(Beginning of Text block)

Considering the recognized importance of assessing sarcopenia in the management of cirrhotic patients, as emphasized in the Baveno VII consensus, the impact of sarcopenia on patients with PSVD and portal hypertension needs to be determined (8). In this study, we retrospectively collected clinical and radiological data from PSVD patients followed at West China Hospital, Sichuan University. We aimed to determine the prevalence of sarcopenia in this cohort and evaluate its clinical implications.

Methods

Patients and baseline characteristics

This retrospective study was approved by the Ethics Committee of West China Hospital, Sichuan University (protocol number: 2022–1680). A total of 92 PSVD patients who had available abdominal computed tomography (CT) images and were followed in our department from January 2019 to June 2024 were included. PSVD was diagnosed according to the criteria set forth in the Baveno VII consensus: absence of cirrhosis and of any other known causes of portal hypertension on high-quality liver biopsies, plus 1 of the 3 conditions: (1) at least 1 sign specific to portal hypertension (gastric, esophageal, or ectopic variceal; portal hypertensive bleeding; portosystemic collaterals at imaging); or (2) at least 1 histological lesion characteristic of PSVD (obliterative portal venopathy; nodular regenerative hyperplasia; incomplete septal fibrosis or cirrhosis); or (3) at least 1 non-specific feature of portal hypertension (ascites; platelet count <150,000/mm³; spleen size ≥13 cm in the largest axis) together with a histological lesion not specific for PSVD (portal tract abnormalities; architectural disturbance; non-zonal sinusoidal dilatation; mild perisinusoidal fibrosis) (8). Patients with portal vein thrombosis (PVT) were enrolled only if there was clear evidence that portal hypertension had developed prior to PVT, or if specific histological features of PSVD were identified. All liver biopsy specimens were evaluated by expert pathologists. The classification of ascites based on the guidance from the American Association for the Study of Liver Diseases (13). Baseline clinical and laboratory characteristics were retrospectively extracted from data obtained at the time of each patient’s first hospitalization.

Sarcopenia diagnosis

The cross-sectional psoas muscle area (PMA, cm²) was measured at the level of the third lumbar vertebra (L3) on a single axial image, as this region correlates closely with skeletal muscle area (SMA) and can be more simply evaluated with established reference values among a healthy Chinese population (14). The PMA was manually delineated using syngo.via imaging software (Siemens Healthineers, Erlangen, Germany). Three trained observers (JC, XQ, and SQ) identified each patient’s transverse CT image blinded to the patients’ clinical information, and the mean of the three measurements was used for analysis. The psoas muscle index (PMI) was calculated by normalizing the PMA to the square of the patient’s height (cm²/m²). Sarcopenia was diagnosed using age- and sex-specific L3-PMI thresholds validated in healthy Chinese population. Using the 5th-percentile cut-offs maximized sensitivity: for males, the thresholds were 5.41 cm²/m² for 20–29 years, 4.71 cm²/m² for 30–39 years, 4.65 cm²/m² for 40–49 years, 4.10 cm²/m² for 50–59 years and 3.68 cm²/m² for over 60 years; the corresponding values for females were 3.32, 3.40, 3.18, 2.91, and 2.62 cm²/m², respectively (14).

(End of Text block)
(Beginning of Material provided)

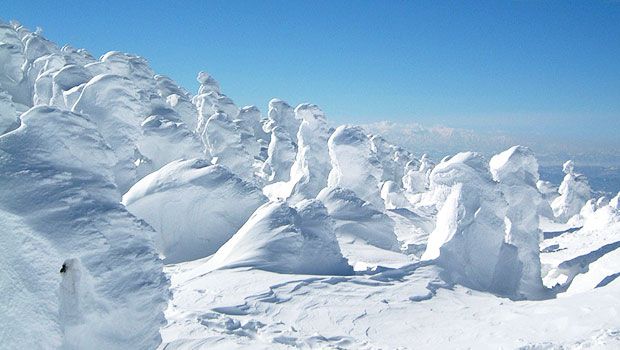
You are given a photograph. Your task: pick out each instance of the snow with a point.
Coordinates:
(62, 208)
(195, 207)
(574, 192)
(354, 165)
(138, 215)
(287, 240)
(516, 170)
(310, 170)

(End of Material provided)

Your task ->
Carry on the passage on sarcopenia in PSVD patients from the point where it stops. The rows are separate material with no tie to the passage on sarcopenia in PSVD patients.

Written reply ->
Follow-up and outcomes

All patients were followed up until June 2025, liver transplantation or death. Those who presented with EGVB received standard therapy or underwent TIPS placement. Standard therapy consisted of endoscopic treatment (including endoscopic variceal ligation or cyanoacrylate injection) plus propranolol, starting at 10 mg/d and titrated to the maximum tolerated dose to achieve either a 25% reduction in resting heart rate or a target rate of 50–60 beats per minute. Regular endoscopic surveillance was carried out, and, if indicated, sequential endoscopic treatment was undertaken. Experienced interventional radiologists within our team carried out the TIPS procedure using an 8-mm covered stent (Fluency; Bard), with the aim of achieving a portosystemic pressure gradient of either < 12 mmHg or a decrement > 20% from baseline. Patency of stent was routinely assessed by Doppler ultrasound and abdominal CT every 6 months. Patients who had undergone TIPS intervention were assessed for changes in L3-PMI at 6 months after TIPS.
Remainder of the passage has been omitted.